:: Set task ::
Any pictures in the records below should be skipped; write out everything else exactly.

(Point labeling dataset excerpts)
※
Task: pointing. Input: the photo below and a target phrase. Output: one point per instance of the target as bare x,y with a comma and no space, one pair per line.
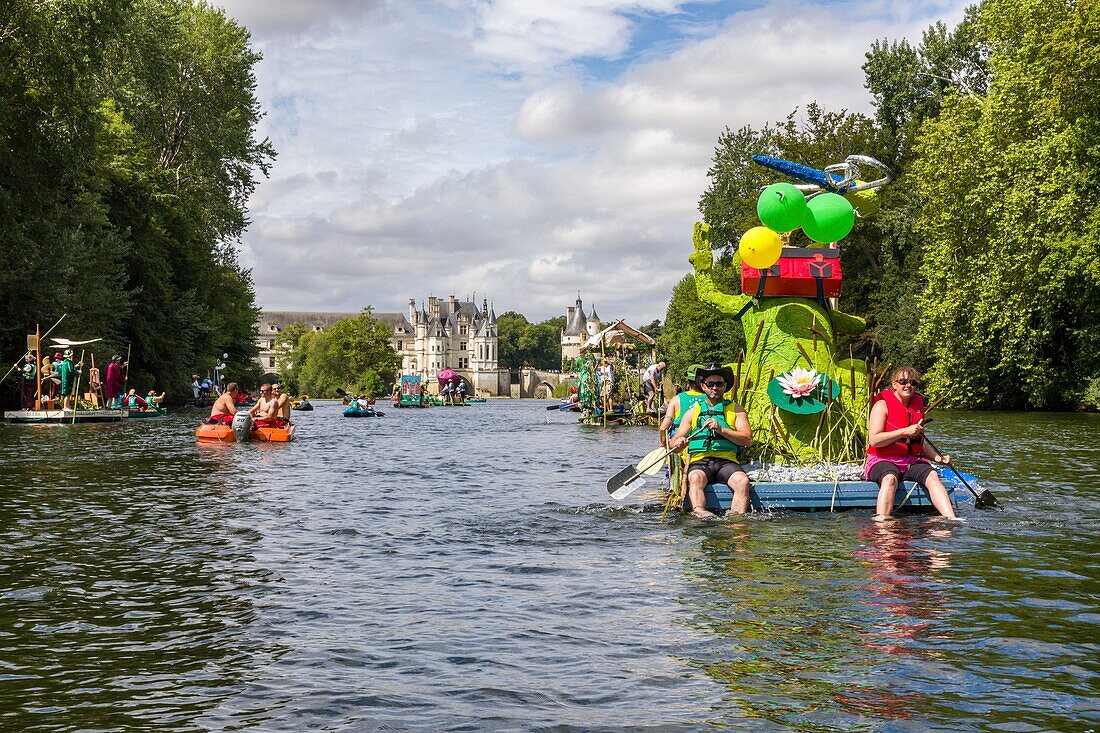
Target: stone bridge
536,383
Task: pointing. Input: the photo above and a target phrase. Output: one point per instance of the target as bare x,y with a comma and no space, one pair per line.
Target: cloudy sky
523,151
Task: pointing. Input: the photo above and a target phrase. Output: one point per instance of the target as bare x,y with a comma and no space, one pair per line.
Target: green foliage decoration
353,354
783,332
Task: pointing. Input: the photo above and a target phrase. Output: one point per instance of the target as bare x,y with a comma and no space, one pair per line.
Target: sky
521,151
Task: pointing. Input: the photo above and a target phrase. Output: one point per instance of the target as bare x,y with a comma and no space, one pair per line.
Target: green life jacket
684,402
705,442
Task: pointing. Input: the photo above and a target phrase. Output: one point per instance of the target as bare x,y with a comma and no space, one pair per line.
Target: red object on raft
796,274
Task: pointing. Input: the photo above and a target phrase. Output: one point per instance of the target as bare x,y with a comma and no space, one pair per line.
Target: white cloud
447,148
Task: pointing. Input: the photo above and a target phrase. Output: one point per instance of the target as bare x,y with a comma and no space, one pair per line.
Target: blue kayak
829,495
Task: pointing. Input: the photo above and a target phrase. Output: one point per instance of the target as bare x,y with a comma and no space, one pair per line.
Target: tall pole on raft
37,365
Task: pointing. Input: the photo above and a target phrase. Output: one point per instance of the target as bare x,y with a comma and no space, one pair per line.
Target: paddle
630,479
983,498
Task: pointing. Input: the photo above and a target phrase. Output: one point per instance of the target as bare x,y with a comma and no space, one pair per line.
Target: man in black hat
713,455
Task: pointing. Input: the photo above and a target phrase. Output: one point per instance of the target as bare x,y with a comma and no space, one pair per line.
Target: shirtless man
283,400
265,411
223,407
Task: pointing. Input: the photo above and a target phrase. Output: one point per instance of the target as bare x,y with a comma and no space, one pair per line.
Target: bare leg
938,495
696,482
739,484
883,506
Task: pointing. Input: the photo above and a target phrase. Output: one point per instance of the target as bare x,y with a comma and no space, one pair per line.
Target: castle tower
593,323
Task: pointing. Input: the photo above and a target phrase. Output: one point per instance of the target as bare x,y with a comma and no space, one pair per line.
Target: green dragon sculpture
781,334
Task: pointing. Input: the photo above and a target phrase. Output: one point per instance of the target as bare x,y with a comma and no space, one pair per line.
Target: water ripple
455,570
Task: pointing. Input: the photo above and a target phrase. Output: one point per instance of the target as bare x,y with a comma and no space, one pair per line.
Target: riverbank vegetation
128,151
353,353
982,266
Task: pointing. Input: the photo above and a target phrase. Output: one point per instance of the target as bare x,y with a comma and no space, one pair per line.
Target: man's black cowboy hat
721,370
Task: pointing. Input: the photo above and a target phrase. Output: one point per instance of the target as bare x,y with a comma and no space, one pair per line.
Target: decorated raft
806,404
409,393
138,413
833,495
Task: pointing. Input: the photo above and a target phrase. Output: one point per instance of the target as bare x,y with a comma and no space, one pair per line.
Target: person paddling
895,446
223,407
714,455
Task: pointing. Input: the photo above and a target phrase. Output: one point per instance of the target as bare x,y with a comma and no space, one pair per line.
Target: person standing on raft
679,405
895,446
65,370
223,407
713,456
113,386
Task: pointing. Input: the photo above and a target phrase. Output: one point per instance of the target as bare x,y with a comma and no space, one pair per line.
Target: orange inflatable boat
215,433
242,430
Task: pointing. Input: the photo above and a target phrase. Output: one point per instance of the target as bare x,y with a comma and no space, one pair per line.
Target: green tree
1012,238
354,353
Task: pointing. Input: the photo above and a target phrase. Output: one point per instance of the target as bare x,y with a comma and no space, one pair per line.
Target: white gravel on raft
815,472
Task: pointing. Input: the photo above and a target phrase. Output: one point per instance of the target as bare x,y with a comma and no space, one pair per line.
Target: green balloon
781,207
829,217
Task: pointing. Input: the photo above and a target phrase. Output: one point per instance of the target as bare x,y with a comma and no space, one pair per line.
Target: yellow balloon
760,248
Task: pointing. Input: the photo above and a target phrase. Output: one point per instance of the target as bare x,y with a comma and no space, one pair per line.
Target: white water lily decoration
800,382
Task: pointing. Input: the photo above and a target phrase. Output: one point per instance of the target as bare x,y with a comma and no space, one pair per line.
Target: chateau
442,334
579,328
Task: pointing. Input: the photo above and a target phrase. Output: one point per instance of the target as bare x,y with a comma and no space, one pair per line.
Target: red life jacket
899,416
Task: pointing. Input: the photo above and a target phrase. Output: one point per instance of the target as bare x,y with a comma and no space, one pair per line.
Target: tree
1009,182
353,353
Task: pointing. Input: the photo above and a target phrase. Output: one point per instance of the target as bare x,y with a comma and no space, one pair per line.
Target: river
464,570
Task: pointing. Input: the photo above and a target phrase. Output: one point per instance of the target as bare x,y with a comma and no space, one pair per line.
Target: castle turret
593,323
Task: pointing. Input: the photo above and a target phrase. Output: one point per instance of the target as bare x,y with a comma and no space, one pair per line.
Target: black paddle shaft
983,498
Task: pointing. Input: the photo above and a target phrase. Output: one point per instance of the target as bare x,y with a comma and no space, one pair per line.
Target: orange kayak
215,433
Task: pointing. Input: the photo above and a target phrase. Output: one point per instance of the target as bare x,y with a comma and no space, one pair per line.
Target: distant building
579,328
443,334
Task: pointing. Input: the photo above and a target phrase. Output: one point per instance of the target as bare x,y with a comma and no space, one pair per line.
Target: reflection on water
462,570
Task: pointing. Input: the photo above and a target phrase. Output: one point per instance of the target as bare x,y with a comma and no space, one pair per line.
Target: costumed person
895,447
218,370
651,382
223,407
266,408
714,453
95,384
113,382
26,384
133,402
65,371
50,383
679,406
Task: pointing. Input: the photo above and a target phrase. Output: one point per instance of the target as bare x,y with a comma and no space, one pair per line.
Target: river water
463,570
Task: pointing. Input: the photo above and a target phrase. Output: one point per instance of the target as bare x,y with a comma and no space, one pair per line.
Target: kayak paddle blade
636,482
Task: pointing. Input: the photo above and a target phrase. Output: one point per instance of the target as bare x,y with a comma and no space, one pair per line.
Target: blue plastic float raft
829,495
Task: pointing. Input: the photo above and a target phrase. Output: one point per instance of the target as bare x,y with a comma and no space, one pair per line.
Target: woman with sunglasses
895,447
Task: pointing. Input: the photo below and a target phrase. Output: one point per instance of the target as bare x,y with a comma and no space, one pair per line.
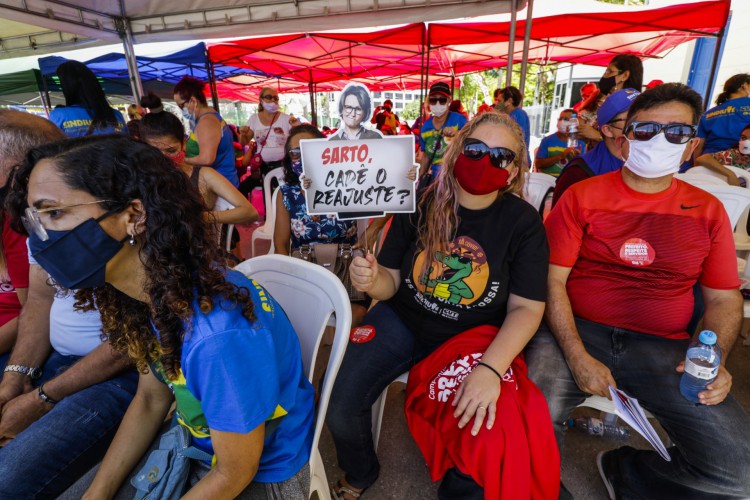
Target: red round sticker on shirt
※
:: Response for this exercise ::
Task: pointing. Input: the photo below and a target phrase. Output: one point per instance of the target as bare x,y with a comma and no space, one pair per line.
Target: stone bridge
536,383
Task: pointing. Input: the photo above and a target phrase. Output: one point per instance of the target as bare x,y with a comma and no space, one pair per line.
Target: cloudy sky
523,151
Task: pointing. Input: the photo above and a target phrase. Output: one point per instance of the target as bare x,y with a comma and no space, one pair per line.
Target: green foliage decoration
353,354
783,332
Task: pointing. Input: the photo above and a target phrase. Output: one point per instance of the target as bare x,y with a comma and no space, one pair per line.
Target: sky
521,151
Task: pointing. Input: the photo above and a target phrase. Output: one point per instance of the target as bare x,y with a comma and no space, one pair per line.
Target: green life jacket
684,402
705,442
Task: pointing. Input: the photo above and a target phrase. Output: one point per instance of the target as bare x,y with a comma and no space, one pair per line.
Target: red object on raft
796,274
Task: pointing. Input: the photo above and a target phrase. Output: one point per instance of the target as bare x,y with a comma and no space, one pair per line.
Target: white cloud
447,148
Task: pointing. Input: the photo above and a target phrase. Output: one point per instance of the target as bare x,y with a comma and no space, one pair per line.
Target: blue kayak
829,495
Task: pointing. Input: the photo above and a target phrase. Output: one point per instance of the target as bare x,y with a comma and no space, one pair per line.
Target: tall pole on raft
37,365
Task: pointing. Input: the photo above and a target phrase. Output: one point per instance of the target as bare x,y with a comma and no space, one pair per line.
Target: paddle
630,479
983,498
Task: pointing. Input: the photo above and a target phrase. Output: one point per instance of the target as bare x,y with a comma and no space, one pair per line.
Target: man in black hat
713,455
Task: pointing. Input: the photo above and a target phrase. Output: one point per instance of the target as bare x,y with a comma and no space, one pair per line.
Target: shirtless man
283,400
265,411
223,407
Task: pointing. Input: the photo above and a target phrase. Output: one point per instance of the target as bare x,y with a comma and no space, one pair per line.
Target: bare leg
938,495
696,482
739,484
883,506
Task: pointing. Input: the photo above and a target phrase. Output: one point per instance of the target as bare x,y with a comma and no space, one pair per line.
Target: castle tower
593,323
Task: pointing. Input: the photo above and a target phrase. Output: one point per instance of the target as bare x,y with a comma and no space, one pair per line.
Target: green dragon sculpture
781,334
Task: pointing. Input: the photo above and a target phrase. Output: one point per instance of the target as bare x,y with a comma and no space, one pair per line.
Target: water ripple
455,570
Task: pointing. Input: the photo above and a target phrase. Output: one point per instance of the target as bare x,y with a comma and no space, one pair per line.
Target: riverbank vegetation
128,151
353,353
982,266
Task: pointing. Input: the photo above and a target phrase. Output: one point per instance of the target as bare x,y with a comma and no space, one pair per line.
Target: man's black cowboy hat
721,370
Task: pointing. Input: the photo above and a target phrase. Output: one point per instance of the target as bare x,y with a comma and no space, one pair per line.
Target: decorated raft
806,404
409,393
138,413
833,495
Task: pointing. Input: the photo above and a target phrase. Output: one point per instance of the target as bare x,y with a comma and no space, one pair per line.
Target: person paddling
895,446
223,407
714,455
Task: pointing. Input: the photo above and a target phrase. Output: one point per instance of the target as bare x,y with a comma and no space, one pair per line.
Target: person standing on raft
679,405
895,446
65,370
223,407
713,456
113,386
Task: pointing. Input: the photo above and a target phrase. Output: one point per instance of the target as bare x,y with a comma and no space, one pair per line.
Target: orange inflatable boat
215,433
242,430
Task: pointing. Input: the photo above and a target phrase. Output: one point per instance of the target as bare x,y with a comma and no space, one pair per line.
Target: green tree
1012,238
354,353
Task: pointing. Input: the photo above and a target phrase. Output: one point per instance of the target as bare x,y with a comma and no space, one pair per line.
Target: white gravel on raft
815,472
Task: pointing. Input: the photo above and a target phrase. Output: one point per instance of the target as bare x,y with a comma and no space, one pair per line.
Target: green balloon
781,207
829,217
Task: pointing. Input: the photo above and a target phrase. Output: one point per instance of the target as bare x,y with a comma and no space, one pair per line.
Target: yellow balloon
760,248
Task: pointing. Input: the photo above and a target phrase. Output: one point per instance of the target as bare x,y with a comma and no space, one pair per line.
Target: white water lily decoration
800,382
Task: pointing. Input: the photo above and a target phrase. Output: one point per instance of the target as bare x,y with a comma and no space, one pair per line.
Target: chateau
442,334
579,328
Task: pointing. Input: the photo above and a target phrase. Output: one point per instance of the target as bare x,y with a comma and no space, one pair per line.
Target: red life jacket
899,416
Task: pointing. Input: the photo above and a target phrase. Output: one point per instance of the target as bare x,y with a comma and no space, one pair per line.
Target: tree
1009,182
353,353
Task: pointing. Input: the photo above and a target phrase. Output: one point per instance of the target as bare x,y with a comma and no space, one pair per line.
Target: river
464,570
Task: pointing. Input: the photo above and a target phrase. Output: one point per instance of the target as bare x,y with a comma and no space, one pair per line.
Target: castle turret
593,323
Task: pointing. Input: the photo above and a target phrase. Output: one point per instance of the target as bare x,y with a comma and no space, one pair per line.
Target: black paddle shaft
983,498
Task: pointing. Input: the photo above and a target phrase. Output: one point per instance of the target as bare x,y with a comma and no space, one pair per line.
Target: orange kayak
215,433
Task: pointing. Input: the photo above and a target phrase. Output: one point per instance of the target as bare x,y with a comma and no space, one pair per line.
Target: distant building
579,328
443,334
Task: pointing. Input: the photo above and a target phrase. Output: one point per instance of the target as bare x,y with a comma and no space, one pair per line.
Target: reflection on water
462,570
Task: pointing. Input: the photo above and a target phrase. Output: one point per instance of the target as bare x,y with a comma and no space, one pair per line.
Target: costumed person
895,447
218,370
651,382
223,407
266,408
714,453
95,384
113,382
26,384
133,402
65,371
50,383
679,406
Task: pointing. Input: the photo above and a target phrase. Output: one point per instance of the target as bare x,y with a comma and no space, one pair per line.
Target: river water
463,570
Task: pointing. Input: the photo above and a target phrase. Output: one point per instance of the target as bare x,y with a comma and no space, one pair per line.
Target: kayak paddle blade
636,482
Task: pointing. Input: the photo above and a target phrase. Output: one point per instance of the target as bare x,y with a comma and no space, one pair per line.
Target: blue plastic float raft
829,495
Task: pointing. Input: the photo above and a target phrase. Output: one point per instance of the target as bare x,y with a comma and no space, one pair per line.
Target: woman with sunglasses
895,447
Task: pointing. Input: the photo below and a target phrase. Output: one point per instance of the target as bare x,y with a comma and no space, one pair per line.
Target: red round sticker on shirt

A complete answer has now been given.